THE PROBLEM:
From the records below, transcribe only the lines running from the one with "Target: amber turn signal lens" through the one with "the front tire". Keep both of those end lines.

[Records drawn from a dataset]
════════

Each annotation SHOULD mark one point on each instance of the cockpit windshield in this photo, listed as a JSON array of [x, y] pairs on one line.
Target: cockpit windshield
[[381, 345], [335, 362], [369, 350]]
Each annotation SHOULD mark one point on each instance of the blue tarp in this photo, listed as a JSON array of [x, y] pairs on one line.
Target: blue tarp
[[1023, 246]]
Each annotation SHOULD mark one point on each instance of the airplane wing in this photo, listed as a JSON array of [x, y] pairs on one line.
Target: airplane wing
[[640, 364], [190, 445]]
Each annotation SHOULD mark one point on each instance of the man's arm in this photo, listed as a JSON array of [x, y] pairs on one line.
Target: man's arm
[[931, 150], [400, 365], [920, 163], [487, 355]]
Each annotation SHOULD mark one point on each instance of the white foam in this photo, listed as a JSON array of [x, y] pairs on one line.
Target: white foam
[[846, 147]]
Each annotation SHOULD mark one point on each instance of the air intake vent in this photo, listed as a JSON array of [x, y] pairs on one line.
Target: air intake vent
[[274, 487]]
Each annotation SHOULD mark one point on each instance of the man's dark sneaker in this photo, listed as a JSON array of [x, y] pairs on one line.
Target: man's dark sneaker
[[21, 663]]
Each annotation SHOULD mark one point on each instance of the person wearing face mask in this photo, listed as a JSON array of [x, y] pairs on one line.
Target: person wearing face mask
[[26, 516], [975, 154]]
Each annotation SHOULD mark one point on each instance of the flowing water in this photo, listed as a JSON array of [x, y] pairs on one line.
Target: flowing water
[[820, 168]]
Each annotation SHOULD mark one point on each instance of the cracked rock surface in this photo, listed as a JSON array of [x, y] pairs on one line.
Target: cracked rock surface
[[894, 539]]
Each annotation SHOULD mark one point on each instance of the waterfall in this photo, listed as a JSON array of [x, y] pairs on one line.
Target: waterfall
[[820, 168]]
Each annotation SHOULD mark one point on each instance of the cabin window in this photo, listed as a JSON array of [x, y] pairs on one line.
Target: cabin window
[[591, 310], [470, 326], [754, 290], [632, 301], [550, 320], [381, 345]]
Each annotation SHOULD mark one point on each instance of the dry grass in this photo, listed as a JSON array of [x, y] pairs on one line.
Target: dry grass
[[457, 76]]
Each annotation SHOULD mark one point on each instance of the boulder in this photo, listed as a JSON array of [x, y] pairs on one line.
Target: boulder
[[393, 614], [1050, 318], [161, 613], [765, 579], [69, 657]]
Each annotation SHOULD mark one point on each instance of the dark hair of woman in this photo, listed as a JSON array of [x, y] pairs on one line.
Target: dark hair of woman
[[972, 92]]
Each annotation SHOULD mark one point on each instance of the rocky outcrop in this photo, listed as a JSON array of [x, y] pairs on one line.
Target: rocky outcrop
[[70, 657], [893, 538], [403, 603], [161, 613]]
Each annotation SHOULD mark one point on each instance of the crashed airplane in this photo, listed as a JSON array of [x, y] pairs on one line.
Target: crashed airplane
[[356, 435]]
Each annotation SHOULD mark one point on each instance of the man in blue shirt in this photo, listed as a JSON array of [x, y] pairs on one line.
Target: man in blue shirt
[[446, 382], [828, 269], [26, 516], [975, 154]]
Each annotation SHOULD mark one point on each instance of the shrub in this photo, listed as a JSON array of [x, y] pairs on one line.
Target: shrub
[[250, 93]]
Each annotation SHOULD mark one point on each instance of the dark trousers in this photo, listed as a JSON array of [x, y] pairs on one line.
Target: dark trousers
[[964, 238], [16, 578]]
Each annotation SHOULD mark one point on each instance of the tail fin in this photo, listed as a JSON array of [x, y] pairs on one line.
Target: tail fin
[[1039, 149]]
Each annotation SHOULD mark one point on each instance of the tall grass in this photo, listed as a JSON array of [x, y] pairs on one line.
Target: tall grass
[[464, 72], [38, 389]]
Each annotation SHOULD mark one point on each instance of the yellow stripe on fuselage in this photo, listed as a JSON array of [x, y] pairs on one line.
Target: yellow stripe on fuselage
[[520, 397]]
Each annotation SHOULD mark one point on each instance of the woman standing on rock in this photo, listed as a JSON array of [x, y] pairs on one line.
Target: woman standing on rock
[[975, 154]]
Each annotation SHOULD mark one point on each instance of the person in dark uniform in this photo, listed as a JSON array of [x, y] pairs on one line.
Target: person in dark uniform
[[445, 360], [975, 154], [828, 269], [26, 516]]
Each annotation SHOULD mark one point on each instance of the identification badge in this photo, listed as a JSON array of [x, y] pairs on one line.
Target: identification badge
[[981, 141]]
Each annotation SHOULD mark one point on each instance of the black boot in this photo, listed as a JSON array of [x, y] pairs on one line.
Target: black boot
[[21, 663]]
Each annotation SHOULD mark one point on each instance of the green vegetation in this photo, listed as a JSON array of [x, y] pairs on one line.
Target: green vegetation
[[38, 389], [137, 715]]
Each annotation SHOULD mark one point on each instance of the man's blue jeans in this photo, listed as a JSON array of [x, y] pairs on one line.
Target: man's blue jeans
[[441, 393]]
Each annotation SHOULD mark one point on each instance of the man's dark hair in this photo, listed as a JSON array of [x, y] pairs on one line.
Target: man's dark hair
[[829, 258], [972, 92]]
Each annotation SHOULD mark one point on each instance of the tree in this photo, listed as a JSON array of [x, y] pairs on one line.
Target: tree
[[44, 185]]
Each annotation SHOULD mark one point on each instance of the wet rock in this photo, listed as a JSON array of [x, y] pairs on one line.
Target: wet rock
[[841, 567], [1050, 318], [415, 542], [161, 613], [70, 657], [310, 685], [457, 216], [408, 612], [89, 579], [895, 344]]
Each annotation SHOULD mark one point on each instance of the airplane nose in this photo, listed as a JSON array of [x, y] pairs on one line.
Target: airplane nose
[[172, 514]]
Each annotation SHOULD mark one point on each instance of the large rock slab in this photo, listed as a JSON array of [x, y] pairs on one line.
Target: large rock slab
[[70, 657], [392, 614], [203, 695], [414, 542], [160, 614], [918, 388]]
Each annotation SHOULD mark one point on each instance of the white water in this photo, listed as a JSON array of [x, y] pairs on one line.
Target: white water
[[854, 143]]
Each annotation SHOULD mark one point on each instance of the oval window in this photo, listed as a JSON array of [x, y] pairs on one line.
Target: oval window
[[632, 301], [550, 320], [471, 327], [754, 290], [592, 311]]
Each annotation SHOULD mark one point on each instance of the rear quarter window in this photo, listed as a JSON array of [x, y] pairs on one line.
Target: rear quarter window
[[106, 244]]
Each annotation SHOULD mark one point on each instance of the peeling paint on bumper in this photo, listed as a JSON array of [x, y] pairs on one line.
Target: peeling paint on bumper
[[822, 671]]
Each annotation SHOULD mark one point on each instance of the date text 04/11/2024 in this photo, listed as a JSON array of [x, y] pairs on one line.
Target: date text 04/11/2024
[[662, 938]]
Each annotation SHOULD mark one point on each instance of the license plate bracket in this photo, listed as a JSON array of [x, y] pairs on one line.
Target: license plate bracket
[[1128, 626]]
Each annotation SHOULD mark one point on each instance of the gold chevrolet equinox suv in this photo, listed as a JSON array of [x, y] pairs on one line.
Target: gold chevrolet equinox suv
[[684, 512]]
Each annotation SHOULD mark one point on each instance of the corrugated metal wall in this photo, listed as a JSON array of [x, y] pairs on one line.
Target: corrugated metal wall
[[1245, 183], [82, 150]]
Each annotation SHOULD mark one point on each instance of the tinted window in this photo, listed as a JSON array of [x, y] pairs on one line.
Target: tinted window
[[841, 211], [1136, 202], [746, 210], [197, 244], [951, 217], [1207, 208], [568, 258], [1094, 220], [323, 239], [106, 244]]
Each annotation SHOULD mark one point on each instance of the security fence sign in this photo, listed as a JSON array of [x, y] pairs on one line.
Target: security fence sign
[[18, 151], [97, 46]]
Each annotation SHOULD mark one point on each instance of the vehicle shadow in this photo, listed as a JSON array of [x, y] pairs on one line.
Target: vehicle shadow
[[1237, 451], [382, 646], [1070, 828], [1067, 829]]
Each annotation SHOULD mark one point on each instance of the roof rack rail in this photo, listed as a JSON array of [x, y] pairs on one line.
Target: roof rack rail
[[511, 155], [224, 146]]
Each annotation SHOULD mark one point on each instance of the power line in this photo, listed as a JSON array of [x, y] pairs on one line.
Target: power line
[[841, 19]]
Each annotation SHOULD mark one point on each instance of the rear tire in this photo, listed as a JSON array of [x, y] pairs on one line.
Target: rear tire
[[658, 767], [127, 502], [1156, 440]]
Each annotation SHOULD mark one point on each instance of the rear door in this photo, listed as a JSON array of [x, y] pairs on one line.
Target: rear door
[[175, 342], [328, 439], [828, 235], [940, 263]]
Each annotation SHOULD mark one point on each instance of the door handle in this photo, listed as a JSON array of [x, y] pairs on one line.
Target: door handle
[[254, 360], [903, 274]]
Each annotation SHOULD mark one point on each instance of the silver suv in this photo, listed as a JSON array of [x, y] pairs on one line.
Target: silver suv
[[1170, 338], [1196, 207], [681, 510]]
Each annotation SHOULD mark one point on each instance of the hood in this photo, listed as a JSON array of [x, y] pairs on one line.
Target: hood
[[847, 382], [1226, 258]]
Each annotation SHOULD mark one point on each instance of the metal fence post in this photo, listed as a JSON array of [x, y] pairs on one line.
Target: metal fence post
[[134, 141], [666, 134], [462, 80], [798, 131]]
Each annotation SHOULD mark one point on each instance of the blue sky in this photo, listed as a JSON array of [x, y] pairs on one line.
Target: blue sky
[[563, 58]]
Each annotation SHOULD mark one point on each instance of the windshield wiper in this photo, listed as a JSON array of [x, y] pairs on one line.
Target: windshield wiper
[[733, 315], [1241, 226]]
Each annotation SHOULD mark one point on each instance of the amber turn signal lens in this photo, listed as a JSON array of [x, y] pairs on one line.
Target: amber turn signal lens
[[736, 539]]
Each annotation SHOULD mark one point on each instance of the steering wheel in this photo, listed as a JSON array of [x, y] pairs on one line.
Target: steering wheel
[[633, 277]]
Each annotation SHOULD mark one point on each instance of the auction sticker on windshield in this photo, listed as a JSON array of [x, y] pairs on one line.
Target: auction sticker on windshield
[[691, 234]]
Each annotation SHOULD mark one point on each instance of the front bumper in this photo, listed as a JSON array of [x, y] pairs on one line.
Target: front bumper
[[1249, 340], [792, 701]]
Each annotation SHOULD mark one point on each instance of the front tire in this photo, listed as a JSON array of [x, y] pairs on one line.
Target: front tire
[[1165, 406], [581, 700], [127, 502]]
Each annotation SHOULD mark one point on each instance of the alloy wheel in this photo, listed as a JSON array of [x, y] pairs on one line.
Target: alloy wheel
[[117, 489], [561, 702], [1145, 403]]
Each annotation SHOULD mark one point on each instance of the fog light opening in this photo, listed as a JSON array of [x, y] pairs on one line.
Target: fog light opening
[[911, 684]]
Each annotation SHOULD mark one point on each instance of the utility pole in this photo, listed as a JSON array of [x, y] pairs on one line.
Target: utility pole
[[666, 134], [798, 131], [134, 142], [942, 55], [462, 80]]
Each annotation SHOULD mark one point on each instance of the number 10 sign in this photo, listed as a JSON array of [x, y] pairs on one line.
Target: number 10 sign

════════

ANSWER FOR THIS EXERCISE:
Target: amber turn signal lens
[[736, 539]]
Each annotation SHOULD mark one point on each instance of the steering wheel in this photo, listed as a JSON array of [x, y] pairs on one line.
Target: steering wheel
[[633, 277]]
Each annotation SHOULD mark one point on each instance of the auction sticker on windshield in this photo, listed as a JSON array of [x, y] pairs on one line.
Target: auction sticker on windshield
[[691, 234]]
Each annotation SHOULD mark one point on each instance of the front bumper in this photo, listed as a JSON array of [x, y] pairs on one line.
Target: front bumper
[[1249, 340], [792, 701]]
Each annotation SHOULD mark one point on each instance of the front tire in this photo, listed as a JSON array of [x, y] pairs on one line.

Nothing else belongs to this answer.